Justin Timberlake, Mila Kunis, Patricia Clarkson, Jenna Elfman, Richard Jenkins, Bryan Greenberg, Woody Harrelson, Shaun White.
Directed by Will Gluck.
There is something distinctive about so many of the American romantic comedies in recent times. When we say ‘romantic comedy’, many of us think of the rather nice romances of the past, G or PG in their style and humour, or the ‘screwball comedies’ which were so popular in the 1930s and have become classics. Think It Happened One Night – which is now almost eighty years old. 21st romantic comedies tend not to be G or PG rated. Friends with Benefits is one of these.
The modern romantic comedy has a lot of screwball behaviour and jokes (I hadn’t intended any innuendo when I just typed this but I realised immediately that it is there and is relevant). But, the language is often direct and frank. The situations are also often direct and frank and not neatly moral. Sex scenes are often not inhibited. But, with the most popular of them, especially those produced and/or directed by Jud Apatow, they start looking and sounding rather raucous and permissive. But, the characters go through some painful experiences. They gain some wisdom. They finish up with an emphasis on commitment that they did not anticipate at the beginning.
The best of these contemporary romantic comedies, which many older audiences are put off because of their directness and tend to think of as offensive, make some sense to the audience in their 20s and 30s and are alerts to this audience that relationships, friendships and love require something deeper than the original shenanigans.
------------
■ Work to do
(A) Summarize the review of Friends with Benefits in two sentences.
(B) Name every performer listed in the cast line at the top of the Friends with Benefits review.
(C) Extend the review of Friends with Benefits past its final sentence.
You won't need the listing that comes after this review.
------------
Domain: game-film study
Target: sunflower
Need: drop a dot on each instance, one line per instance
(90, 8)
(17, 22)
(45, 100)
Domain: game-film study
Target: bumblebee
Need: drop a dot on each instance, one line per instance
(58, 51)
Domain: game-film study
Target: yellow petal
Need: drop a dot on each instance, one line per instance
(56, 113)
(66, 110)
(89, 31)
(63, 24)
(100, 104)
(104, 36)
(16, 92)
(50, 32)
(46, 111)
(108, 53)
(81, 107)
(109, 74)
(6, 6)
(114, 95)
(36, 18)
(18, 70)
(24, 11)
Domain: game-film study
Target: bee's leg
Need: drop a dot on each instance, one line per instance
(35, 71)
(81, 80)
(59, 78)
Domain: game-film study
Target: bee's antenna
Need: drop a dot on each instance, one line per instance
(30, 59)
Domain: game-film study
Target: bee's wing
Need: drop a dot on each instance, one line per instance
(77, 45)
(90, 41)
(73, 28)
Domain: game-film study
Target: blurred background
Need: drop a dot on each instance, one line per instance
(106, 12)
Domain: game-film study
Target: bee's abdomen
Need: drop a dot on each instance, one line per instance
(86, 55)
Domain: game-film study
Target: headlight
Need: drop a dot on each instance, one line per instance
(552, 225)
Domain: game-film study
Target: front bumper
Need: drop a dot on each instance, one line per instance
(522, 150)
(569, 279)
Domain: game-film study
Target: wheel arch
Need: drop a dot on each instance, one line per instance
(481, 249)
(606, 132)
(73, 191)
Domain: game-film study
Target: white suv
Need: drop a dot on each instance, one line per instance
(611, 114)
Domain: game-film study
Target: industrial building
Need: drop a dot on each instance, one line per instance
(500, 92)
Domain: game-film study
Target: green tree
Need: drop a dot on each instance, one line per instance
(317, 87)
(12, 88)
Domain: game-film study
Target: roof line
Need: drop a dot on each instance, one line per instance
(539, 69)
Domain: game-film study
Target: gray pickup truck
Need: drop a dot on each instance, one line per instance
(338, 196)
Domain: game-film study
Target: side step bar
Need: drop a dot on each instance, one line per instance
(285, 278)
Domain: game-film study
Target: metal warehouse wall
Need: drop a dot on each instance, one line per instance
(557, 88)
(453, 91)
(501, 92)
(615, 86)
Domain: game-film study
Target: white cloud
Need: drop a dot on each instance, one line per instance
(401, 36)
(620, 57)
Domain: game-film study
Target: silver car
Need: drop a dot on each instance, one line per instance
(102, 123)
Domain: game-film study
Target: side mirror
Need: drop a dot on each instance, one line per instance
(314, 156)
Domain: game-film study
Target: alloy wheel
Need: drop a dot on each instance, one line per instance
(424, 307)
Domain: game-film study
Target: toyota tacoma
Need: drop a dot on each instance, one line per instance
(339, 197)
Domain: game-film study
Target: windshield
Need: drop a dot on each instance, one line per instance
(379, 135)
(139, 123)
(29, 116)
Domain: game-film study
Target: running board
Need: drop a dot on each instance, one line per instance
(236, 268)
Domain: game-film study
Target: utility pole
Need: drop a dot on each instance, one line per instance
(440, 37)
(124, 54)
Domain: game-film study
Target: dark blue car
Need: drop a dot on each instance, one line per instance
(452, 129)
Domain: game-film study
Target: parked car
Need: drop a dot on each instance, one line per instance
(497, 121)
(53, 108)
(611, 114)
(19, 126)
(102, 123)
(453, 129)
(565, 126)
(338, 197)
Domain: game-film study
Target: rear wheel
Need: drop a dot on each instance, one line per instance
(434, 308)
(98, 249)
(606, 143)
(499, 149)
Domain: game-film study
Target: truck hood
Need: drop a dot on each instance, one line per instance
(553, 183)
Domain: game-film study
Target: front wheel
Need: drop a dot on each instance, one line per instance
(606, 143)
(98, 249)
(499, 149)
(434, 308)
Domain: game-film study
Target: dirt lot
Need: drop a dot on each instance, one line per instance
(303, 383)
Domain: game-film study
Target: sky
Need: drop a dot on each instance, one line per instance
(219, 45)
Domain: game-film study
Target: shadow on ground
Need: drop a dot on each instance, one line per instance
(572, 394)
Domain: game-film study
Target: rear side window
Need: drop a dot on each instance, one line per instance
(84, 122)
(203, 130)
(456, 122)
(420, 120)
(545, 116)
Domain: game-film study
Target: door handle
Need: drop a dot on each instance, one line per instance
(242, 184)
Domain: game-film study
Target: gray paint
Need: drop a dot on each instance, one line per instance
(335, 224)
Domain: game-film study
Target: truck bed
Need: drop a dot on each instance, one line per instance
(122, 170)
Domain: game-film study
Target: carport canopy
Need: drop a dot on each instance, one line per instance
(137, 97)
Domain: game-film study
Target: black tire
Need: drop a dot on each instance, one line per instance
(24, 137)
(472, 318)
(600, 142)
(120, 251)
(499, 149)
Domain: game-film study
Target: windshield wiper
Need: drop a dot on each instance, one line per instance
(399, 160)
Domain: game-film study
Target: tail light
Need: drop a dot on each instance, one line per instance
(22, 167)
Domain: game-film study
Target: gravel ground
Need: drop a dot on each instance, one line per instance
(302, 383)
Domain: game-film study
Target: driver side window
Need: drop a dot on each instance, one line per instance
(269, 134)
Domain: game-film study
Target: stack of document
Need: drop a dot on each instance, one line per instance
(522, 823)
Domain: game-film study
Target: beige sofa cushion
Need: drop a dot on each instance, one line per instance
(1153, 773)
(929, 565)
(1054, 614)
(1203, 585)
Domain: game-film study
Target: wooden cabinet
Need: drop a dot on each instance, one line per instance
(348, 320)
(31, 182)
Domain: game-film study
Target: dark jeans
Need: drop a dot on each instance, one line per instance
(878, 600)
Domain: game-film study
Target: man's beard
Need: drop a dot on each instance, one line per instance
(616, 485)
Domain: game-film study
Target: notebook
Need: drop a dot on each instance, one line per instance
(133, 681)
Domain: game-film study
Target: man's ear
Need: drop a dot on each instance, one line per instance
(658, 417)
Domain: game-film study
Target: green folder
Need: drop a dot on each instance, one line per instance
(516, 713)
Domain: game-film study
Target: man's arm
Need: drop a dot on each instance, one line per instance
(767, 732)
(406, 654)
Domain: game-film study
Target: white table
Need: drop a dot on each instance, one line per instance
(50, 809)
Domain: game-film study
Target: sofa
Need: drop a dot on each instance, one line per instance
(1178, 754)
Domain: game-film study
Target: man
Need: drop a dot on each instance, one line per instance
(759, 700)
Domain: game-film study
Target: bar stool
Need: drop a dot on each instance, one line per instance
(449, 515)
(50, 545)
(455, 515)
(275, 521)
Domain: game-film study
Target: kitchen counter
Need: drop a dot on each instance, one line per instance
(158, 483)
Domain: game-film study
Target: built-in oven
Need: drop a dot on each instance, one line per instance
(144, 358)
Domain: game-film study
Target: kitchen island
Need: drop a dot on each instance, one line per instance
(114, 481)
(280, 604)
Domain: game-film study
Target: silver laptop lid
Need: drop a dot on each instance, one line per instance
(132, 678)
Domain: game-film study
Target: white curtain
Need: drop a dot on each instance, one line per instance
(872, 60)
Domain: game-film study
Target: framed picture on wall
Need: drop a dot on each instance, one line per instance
------------
■ Expected answers
(A) Recent American romantic comedies such as Friends with Benefits are rarely G or PG rated; they pair screwball behavior and jokes with direct, frank language, situations, and sex scenes. Their characters go through painful experiences, gain some wisdom, and end up stressing commitment, and the best of these films show audiences in their 20s and 30s that relationships, friendships, and love require something deeper than the original shenanigans.

(B) Justin Timberlake, Mila Kunis, Patricia Clarkson, Jenna Elfman, Richard Jenkins, Bryan Greenberg, Woody Harrelson, Shaun White

(C)
Friends with Benefits starts with two couples breaking up. One, he, in Los Angeles, is an art designer for a website. One, she, in New York, is a headhunter of talent for companies. When they meet in New York where she wants to recruit him to work for the magazine, GQ, they click. Wanting to avoid the clichés of popular romantic comedy and movies (which they list and the movie sends up, often quite amusingly), they decide that sex is possible, not love, while they become best friends. Needless to say, ultimately they...
Justin Timberlake does very well as Dylan, the designer, who is reserved in emotions, protecting his deeper self. Mila Kunis is vivacity personified as Jamie, an intense theorist about friendship, cautious about love, but who falls in love despite herself. The characters are better written and performed than in many similar films.
Patricia Clarkson as Jamie’s lighthearted wayward mother and Richard Jenkins’ as Dylan’s sympathetic father struggling with Alzheimers are able to offer advice and urge their children on to love.
There are some funny one-liners and incidental jokes, a send up of gooey romance films and Woody Harrelson as the flamboyantly gay sports editor at GQ.
This is life as it is rather than as it should be – except that it acknowledges this and tries to do something about it.
1. The title, expectations?
2. Romantic comedy? 21st century style? In comparison with the old screwball comedies? The later quieter romantic comedies?
3. The target audience, men and women in their twenties and thirties? The response of older audiences? The difference between identifying with characters and observing them?
4. The Los Angeles settings? The web office? Pace? The water, at the beaches? The sequence on the Hollywood sign?
5. The contrast with New York City, the GQ headquarters, apartments and restaurants, the streets, the stations?
6. The device of the opening, the two different conversations? Audiences expecting the central characters to be conversing – but not? The issues of the two couples? The interchange between the characters? The break-up, the reasons, remaining friends?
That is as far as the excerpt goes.